▸ **DESCRIPTION OF THE TASK**
Filter the entries below down to the lines that contain the string "socks", and copy each such line. Treat uppercase and lowercase as different.

* begin ENTRIES SHOWN *

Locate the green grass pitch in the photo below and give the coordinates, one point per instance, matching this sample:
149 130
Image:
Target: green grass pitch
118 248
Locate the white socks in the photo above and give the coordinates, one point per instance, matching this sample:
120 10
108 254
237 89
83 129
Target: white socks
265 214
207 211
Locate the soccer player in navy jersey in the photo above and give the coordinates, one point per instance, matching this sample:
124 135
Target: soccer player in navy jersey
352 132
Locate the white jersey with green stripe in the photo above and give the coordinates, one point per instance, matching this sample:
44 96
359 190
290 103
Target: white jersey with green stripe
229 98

* end ENTRIES SHOWN *
* begin ENTRIES SHOWN *

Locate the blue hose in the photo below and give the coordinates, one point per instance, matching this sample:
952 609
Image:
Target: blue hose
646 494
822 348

* end ENTRIES SHOWN *

▸ **TASK RESPONSE**
Locate the white socks in the photo above and give the coordinates, one point per instance, matching this sample:
Target: white socks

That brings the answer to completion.